> [Required task]:
Copy out the records from the line containing "Annotation task: mark the water" through the end of the records, keeping every line, and shift each coordinate in the answers up by 63.
:::
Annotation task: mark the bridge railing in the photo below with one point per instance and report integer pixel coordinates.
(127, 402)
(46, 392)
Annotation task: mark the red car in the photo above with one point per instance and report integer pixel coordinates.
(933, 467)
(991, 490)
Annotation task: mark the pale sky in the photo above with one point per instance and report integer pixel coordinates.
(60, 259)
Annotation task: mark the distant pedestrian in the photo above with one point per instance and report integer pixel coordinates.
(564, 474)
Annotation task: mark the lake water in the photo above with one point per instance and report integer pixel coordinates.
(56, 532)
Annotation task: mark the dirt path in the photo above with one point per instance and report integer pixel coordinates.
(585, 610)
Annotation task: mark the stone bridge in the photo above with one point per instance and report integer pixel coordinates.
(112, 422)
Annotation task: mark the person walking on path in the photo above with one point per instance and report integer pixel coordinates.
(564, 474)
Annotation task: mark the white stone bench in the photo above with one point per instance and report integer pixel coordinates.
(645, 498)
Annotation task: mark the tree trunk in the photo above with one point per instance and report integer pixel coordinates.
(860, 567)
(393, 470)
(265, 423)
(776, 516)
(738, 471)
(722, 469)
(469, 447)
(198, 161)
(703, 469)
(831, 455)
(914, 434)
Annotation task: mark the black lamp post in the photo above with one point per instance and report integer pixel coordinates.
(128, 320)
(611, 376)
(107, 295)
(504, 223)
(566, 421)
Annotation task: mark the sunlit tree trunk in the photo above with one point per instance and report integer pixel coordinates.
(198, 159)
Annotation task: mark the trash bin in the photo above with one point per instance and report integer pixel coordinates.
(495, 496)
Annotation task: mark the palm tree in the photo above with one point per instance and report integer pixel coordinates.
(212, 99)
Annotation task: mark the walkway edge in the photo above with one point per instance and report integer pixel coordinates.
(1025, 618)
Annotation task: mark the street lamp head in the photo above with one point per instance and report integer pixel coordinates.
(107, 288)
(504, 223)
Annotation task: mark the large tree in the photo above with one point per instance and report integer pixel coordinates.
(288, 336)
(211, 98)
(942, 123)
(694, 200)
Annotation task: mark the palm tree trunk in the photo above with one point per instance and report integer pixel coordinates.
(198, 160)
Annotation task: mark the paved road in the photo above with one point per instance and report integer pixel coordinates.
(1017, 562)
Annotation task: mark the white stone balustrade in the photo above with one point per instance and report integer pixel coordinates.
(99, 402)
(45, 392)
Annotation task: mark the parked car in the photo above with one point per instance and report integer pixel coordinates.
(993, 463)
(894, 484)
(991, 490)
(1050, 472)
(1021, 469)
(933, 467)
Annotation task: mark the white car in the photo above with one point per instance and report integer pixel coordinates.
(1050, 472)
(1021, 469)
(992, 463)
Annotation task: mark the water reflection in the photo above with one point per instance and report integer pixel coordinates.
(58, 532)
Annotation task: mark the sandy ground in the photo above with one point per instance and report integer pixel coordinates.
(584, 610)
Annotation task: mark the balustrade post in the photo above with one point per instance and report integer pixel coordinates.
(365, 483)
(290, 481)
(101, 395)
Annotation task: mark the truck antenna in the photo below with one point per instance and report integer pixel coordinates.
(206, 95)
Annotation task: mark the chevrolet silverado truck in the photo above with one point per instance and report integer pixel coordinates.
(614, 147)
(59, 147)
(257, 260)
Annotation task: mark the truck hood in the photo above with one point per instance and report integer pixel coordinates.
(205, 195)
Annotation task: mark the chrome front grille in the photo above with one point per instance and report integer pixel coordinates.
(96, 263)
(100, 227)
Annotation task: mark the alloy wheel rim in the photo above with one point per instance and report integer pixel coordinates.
:::
> [Response]:
Annotation task: mark the water reflection in the photo above with one point per instance and report integer pixel coordinates.
(121, 595)
Annotation task: mark the sandy ground in the photo above with one point per instance and report integer pixel coordinates.
(647, 673)
Annotation task: mark the balustrade post in the photo above with one point per instance and report integer pixel coordinates.
(428, 546)
(353, 544)
(164, 458)
Annotation task: mark the truck antenna in the photo below with one point per instance and report integer pixel coordinates.
(269, 158)
Annotation task: mark the chevrolet silverado truck in the photo above with one point per instance and report integer pixel coordinates.
(677, 210)
(122, 210)
(320, 323)
Annotation task: mark the truck hood in the photo above with one point per instance and report integer pixel coordinates.
(268, 258)
Annotation task: mark the chrome front grille in the photo above with one point per instance and report integer pixel coordinates.
(159, 326)
(163, 290)
Annotation task: mark the alloy wheel rim in the photo above with one point per instance and report integer pixel coordinates.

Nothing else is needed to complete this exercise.